**Passage to read:**
Start of Block

Seedsman CBD Blog

Can CBD help reduce public speaking anxiety?

If you feel nervous before getting on stage to perform or speak in front of an audience, CBD may provide a solution. There is a growing body of anecdotal evidence suggesting that it can be helpful in such situations, and even placebo controlled trials to support this. Being prone to public speaking nerves, we decided to investigate the evidence backing up these claims.

Two clinical studies have been conducted to assess the potential of CBD for public speaking anxiety. Both concluded that certain doses provided considerable relief. The first study, published in 2011, concluded that for patients with social anxiety disorder (SAD) a 600mg dose of oral CBD significantly reduced anxiety, cognitive impairment and distress during speeches.  A more recent study published in the Brazilian Journal of Psychiatry (2019), demonstrated that 300mg of oral CBD was optimal for reducing public speaking anxiety and associated symptoms in healthy volunteers. It is clear that more research needs to be carried out to determine the optimal dose of CBD for this particular use, but until this is done, it is worth considering how to utilise CBD for this purpose

 A 300mg dose is still on the high side for most people and would be prohibitively expensive if used regularly. Doses of CBD commonly range between 10mg and 50 mg per day and advice is often to start low and increase your dose until you hit your particular ‘sweet spot’ (meaning the effective dose range for you). However, bioavailability should be considered in relation to dosage because in the mentioned studies, participants were administered gelatine caps orally, which we know results in a considerable amount of CBD being broken down, or deactivated, by the gut and liver, resulting in only a small percentage making it to the bloodstream.  The World Health Organisation reported that only 6% is absorbed by the bloodstream if taken orally. Although we don’t know the precise figures for vaping or sublingual administration, a review of research on CBD pharmacokinetics suggested that 31% is absorbed when CBD is smoked.

End of Block

**Data excerpts:**
Start of Block

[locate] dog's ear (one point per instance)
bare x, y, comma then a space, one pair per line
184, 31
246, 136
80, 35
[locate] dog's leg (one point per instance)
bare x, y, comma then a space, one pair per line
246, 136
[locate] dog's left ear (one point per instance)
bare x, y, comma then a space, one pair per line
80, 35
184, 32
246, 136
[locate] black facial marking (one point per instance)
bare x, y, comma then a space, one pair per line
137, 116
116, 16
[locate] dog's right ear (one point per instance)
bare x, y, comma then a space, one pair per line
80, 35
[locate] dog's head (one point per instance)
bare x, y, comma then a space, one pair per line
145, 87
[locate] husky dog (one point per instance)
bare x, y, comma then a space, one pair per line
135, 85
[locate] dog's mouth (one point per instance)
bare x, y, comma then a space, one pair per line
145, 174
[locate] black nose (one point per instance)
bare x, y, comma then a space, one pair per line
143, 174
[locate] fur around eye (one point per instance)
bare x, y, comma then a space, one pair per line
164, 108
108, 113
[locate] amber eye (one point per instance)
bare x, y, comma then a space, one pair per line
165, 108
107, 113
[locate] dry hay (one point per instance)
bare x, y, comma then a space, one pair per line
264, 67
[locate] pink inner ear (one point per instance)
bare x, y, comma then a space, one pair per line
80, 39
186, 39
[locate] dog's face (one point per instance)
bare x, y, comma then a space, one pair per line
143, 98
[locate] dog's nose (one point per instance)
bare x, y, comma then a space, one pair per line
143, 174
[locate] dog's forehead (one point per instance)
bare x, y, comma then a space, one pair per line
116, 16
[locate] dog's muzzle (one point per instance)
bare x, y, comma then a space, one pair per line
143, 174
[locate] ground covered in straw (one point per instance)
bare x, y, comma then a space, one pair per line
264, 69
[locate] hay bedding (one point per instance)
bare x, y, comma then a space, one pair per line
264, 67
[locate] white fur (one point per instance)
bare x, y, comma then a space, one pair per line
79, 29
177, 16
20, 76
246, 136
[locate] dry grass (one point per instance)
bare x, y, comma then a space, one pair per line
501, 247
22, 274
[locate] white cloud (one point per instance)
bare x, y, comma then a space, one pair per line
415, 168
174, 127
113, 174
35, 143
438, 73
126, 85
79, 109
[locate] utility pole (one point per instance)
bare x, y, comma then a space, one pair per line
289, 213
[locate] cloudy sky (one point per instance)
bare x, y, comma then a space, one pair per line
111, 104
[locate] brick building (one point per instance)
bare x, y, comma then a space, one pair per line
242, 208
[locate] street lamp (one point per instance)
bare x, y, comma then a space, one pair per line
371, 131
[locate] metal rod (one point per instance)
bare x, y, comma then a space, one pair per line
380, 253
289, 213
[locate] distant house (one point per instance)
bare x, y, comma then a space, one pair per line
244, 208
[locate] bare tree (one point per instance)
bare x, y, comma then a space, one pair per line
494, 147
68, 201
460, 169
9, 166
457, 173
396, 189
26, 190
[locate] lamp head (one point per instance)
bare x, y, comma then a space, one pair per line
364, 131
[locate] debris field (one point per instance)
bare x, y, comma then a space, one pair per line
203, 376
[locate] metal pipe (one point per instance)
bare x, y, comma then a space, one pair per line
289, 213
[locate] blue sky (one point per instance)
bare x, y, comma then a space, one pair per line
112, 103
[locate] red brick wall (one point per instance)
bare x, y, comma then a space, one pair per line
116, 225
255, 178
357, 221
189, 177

End of Block

**Problem 1:** Name every method of taking CBD that the CBD article mentions.
**Problem 2:** Condense the paragraph of the CBD article beginning "Two clinical studies have been conducted" into a shorter version that retains its main facts.
**Problem 3:** Write the next part of the CBD article, picking up right after its final sentence.

**Response area 1:**
- Oral (gelatine caps)
- Vaping
- Sublingual administration
- Smoking

**Response area 2:** Two clinical studies found that certain doses of CBD gave considerable relief from public speaking anxiety. A 2011 study showed that 600mg of oral CBD significantly reduced anxiety, cognitive impairment and distress during speeches in patients with social anxiety disorder. A 2019 study in the Brazilian Journal of Psychiatry found 300mg of oral CBD optimal for healthy volunteers. More research is needed to establish the best dose. Until then, it is worth considering how CBD might be used for this purpose.

**Response area 3:**
It is difficult to draw conclusions from this limited data, but research suggests that the route of administration will influence the dose needed. Oral administration needs a slightly higher dose to reach the same effects as a lower dose that is vaped, smoked or held under the tongue. Instead of 300mg orally, one might want to aim somewhere between 50mg and 100mg vaped, smoked or sublingually applied. Everybody responds differently to CBD and because the current level of research is insufficient to give clear guidelines on dosing and use, dosage requires some experimentation. However, vaping, smoking or sublingual administration will likely provide a faster, more efficient way of reducing those nerves during a public presentation.